-- Begin Selection --

There are quite a lot of phys_to_virt() and virt_to_phys() uses
throughout this driver, this will likely not work on anything but
MIPS64, so there should be a better way, abstracted to do this, see below.

See above, this is OCTEON-III/MIPS64 only. More abstractions don't solve any problems, and may introduce function calls in the hot path with their associated pipeline stalls and branch mispredictions.



+
+ return r;
+}
+
+/**
+ * octeon3_core_get_work_async - Request work via a iobdma command. Doesn't wait
+ * for the response.
+ *
+ * @grp: Group to request work for.
+ */
+static inline void octeon3_core_get_work_async(unsigned int grp)

-- End Selection --

# [Jobs]
A – Edit the driver review excerpt from "There are quite" to "and branch mispredictions.", putting "ARM64" in place of "MIPS64".
B – Answer these questions from the driver review excerpt:
(i) Which two functions does the first comment say are used a lot throughout the driver?
(ii) What does the reply say function calls in the hot path can bring with them?
(iii) How is the @grp parameter of octeon3_core_get_work_async described?
C – List every function name that appears in the driver review excerpt.
The entries that come next are separate material, apart from the driver review excerpt.

-- Begin Data records --

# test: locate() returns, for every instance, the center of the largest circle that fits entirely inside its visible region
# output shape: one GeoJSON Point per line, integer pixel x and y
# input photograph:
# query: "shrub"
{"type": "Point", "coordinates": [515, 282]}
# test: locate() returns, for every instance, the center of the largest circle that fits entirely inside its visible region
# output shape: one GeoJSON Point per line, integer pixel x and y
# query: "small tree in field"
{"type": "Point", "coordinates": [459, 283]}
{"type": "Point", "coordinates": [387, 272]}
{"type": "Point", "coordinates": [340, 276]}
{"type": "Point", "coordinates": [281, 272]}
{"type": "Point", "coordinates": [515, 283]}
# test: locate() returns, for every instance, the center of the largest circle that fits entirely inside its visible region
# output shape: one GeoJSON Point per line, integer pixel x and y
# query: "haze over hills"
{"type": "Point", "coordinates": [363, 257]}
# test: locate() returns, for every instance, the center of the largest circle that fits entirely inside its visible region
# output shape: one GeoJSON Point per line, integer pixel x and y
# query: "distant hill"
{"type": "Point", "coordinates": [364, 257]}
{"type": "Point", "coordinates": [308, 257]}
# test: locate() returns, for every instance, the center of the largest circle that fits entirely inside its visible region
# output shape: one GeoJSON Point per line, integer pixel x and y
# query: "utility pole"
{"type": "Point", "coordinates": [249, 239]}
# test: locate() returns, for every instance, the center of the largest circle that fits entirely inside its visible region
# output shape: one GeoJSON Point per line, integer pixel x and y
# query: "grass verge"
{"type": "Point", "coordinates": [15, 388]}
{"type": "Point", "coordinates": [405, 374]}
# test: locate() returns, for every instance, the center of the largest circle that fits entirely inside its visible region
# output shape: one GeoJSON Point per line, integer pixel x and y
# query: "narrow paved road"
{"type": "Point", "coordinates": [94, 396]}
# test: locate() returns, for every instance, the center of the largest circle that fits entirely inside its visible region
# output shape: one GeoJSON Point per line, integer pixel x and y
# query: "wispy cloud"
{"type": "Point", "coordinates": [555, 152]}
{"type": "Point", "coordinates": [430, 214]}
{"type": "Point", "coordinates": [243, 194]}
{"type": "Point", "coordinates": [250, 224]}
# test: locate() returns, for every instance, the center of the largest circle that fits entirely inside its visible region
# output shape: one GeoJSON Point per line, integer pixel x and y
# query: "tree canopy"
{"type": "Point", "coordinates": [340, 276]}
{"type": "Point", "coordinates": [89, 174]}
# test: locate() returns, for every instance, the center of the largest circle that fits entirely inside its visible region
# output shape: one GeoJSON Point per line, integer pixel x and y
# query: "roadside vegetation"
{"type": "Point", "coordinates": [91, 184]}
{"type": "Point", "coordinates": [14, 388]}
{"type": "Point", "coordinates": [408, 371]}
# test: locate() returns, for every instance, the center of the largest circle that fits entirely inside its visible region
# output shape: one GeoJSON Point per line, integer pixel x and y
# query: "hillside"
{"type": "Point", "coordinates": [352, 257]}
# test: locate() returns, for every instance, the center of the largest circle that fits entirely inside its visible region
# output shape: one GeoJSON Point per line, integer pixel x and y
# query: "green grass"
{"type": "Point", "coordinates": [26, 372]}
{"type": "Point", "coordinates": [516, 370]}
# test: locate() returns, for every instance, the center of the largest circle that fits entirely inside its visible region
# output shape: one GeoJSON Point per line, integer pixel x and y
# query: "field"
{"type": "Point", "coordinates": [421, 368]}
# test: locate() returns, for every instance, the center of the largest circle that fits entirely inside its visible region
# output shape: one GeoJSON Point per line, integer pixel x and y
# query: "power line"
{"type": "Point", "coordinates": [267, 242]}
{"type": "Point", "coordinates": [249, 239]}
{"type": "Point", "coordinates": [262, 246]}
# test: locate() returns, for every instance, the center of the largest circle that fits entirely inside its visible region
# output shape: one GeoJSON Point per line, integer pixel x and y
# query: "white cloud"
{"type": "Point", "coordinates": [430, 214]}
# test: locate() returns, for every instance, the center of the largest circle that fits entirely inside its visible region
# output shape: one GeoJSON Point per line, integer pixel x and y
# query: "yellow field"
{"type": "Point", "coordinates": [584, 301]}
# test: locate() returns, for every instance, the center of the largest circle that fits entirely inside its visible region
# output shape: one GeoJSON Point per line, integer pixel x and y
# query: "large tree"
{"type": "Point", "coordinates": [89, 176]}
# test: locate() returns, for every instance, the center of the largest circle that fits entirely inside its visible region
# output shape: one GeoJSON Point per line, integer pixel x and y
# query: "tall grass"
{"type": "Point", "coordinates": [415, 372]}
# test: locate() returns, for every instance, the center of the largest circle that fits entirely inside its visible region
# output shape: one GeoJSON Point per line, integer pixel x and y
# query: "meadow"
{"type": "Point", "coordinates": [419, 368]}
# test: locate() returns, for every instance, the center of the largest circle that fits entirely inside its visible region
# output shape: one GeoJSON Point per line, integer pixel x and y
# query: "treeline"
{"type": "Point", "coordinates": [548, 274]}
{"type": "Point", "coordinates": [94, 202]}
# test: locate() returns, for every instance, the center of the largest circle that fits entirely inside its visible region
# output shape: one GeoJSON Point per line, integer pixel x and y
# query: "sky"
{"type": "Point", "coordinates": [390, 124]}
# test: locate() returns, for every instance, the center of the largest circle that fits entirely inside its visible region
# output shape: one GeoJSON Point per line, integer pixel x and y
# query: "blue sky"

-- End Data records --

# [Answers by task]
A –
There are quite a lot of phys_to_virt() and virt_to_phys() uses
throughout this driver, this will likely not work on anything but
ARM64, so there should be a better way, abstracted to do this, see below.

See above, this is OCTEON-III/ARM64 only. More abstractions don't solve any problems, and may introduce function calls in the hot path with their associated pipeline stalls and branch mispredictions.

B –
(i) phys_to_virt() and virt_to_phys()
(ii) Their associated pipeline stalls and branch mispredictions
(iii) Group to request work for

C –
phys_to_virt()
virt_to_phys()
octeon3_core_get_work_async